(EXTRACTED TEXT Opens)

Robinson owned a considerable contemporary art collection that was used to decorate the set. The works included impressionist works by Gauguin, Degas, Duran, and Gladys Lloyd. Robinson was the subject of investigation by the House Un-American Activities Committee and it was reportedly the reason why the film was of a lower budget and caliber than his previous films.

The film offered a rare serious performance by the future sex symbol, Jayne Mansfield, who went on to star in hits like: The Girl Can't Help It (1956) and Will Success Spoil Rock Hunter? (1957).

==Reception==

===Critical response===
Film critic Bosley Crowther compared the film to The Asphalt Jungle but thought it was not as good. He wrote, "For one thing, the story of Illegal invades the higher echelons of crime, with a fast-thinking, double-dealing lawyer as the principal character ... The fact that this hard-bitten lawyer is played by Edward G. Robinson in his old vein of stinging sarcasm is a clue to what you may expect. But more than this and more than the climate of sordid deceit that is achieved is the fact that Illegal tries to blueprint The Asphalt Jungle's Marilyn Monroe. You may remember that Miss Monroe's first screen role was in the latter. She spoke not a word [actually, Monroe does speak in The Asphalt Jungle, and it was not her first role], but she went right to work as an adornment in the apartment of the criminal counselor. Well, in Illegal Jayne Mansfield plays precisely the same sort of role in the apartment of Albert Dekker, the big poobah of crime. Miss Mansfield, we might add, is the beauty who is imitating Miss Monroe in a feeble imitation of Once In a Lifetime on the Broadway stage."

(EXTRACTED TEXT Closes)

> **DESCRIPTION OF THE TASK**
From the passage on the film Illegal, quote the portion that opens with the words "The film offered" and closes with "Rock Hunter? (1957).".

(RAW DATA Opens)

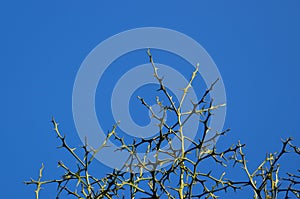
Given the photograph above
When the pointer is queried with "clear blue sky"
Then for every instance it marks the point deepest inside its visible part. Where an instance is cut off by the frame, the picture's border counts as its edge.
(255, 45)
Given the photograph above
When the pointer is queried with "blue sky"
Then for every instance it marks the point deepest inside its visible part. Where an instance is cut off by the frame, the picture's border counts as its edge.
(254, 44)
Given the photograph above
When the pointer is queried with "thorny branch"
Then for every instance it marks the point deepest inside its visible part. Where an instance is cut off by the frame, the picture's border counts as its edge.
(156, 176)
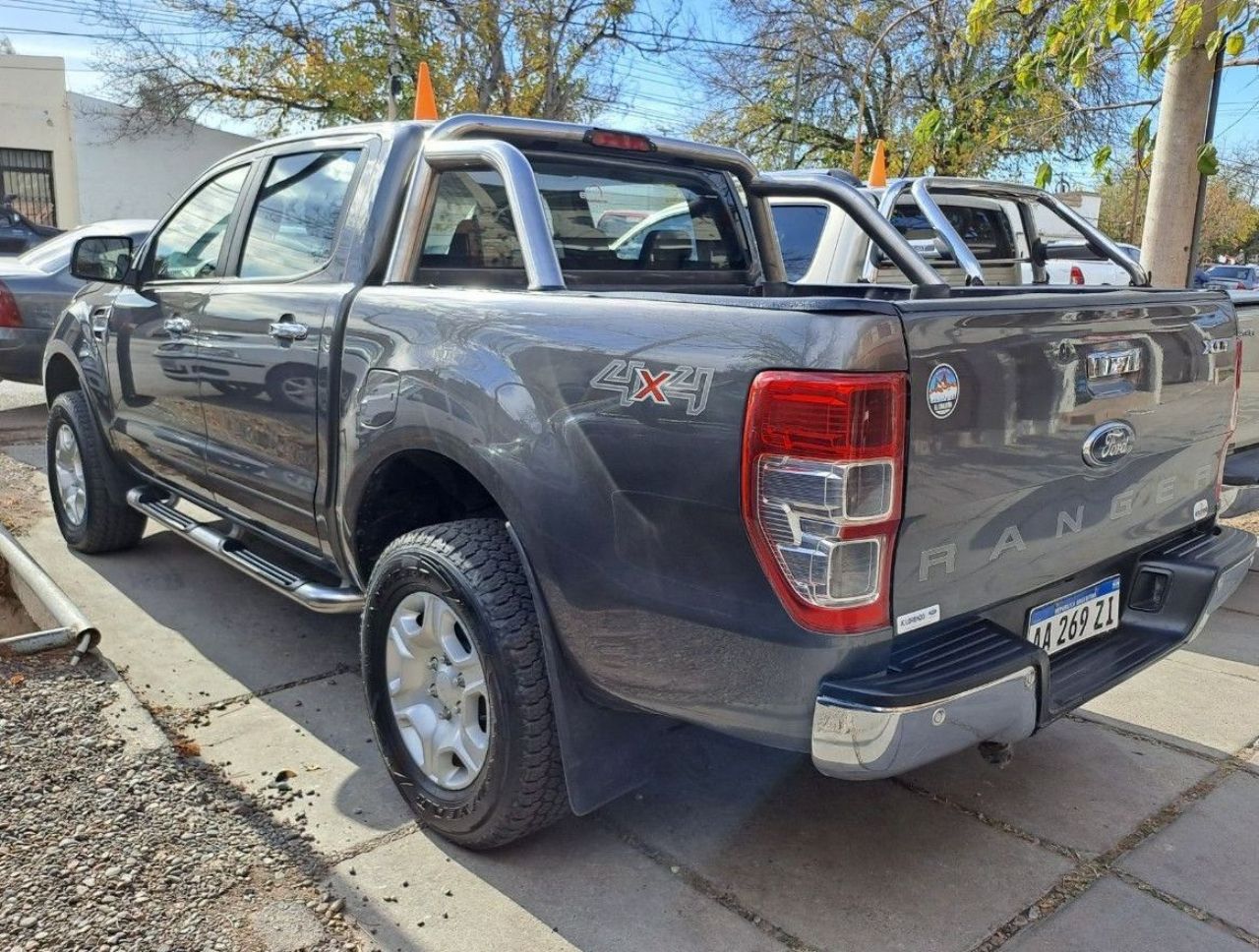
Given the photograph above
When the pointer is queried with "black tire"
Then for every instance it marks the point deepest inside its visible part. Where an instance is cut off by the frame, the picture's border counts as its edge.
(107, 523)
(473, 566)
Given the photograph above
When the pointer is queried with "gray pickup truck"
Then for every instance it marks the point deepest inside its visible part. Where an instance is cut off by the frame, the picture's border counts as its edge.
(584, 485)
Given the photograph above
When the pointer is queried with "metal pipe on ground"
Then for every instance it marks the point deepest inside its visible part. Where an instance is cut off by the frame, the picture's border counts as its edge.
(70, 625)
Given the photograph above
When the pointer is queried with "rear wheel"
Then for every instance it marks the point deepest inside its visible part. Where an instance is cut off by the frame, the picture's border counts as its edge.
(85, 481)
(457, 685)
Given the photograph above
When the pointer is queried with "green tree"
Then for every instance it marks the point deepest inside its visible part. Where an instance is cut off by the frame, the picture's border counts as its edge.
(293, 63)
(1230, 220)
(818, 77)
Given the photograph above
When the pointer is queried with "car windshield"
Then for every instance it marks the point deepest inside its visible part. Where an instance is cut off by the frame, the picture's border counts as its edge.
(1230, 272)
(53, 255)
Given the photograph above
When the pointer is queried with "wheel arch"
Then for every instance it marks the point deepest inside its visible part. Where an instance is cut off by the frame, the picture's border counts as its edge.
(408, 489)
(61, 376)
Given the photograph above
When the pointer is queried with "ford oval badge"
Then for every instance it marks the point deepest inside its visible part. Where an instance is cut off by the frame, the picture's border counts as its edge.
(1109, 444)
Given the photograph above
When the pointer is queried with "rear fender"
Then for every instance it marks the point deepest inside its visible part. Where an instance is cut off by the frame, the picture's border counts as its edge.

(RAW DATA Closes)

> **SOLVED EXERCISE**
The film offered a rare serious performance by the future sex symbol, Jayne Mansfield, who went on to star in hits like: The Girl Can't Help It (1956) and Will Success Spoil Rock Hunter? (1957).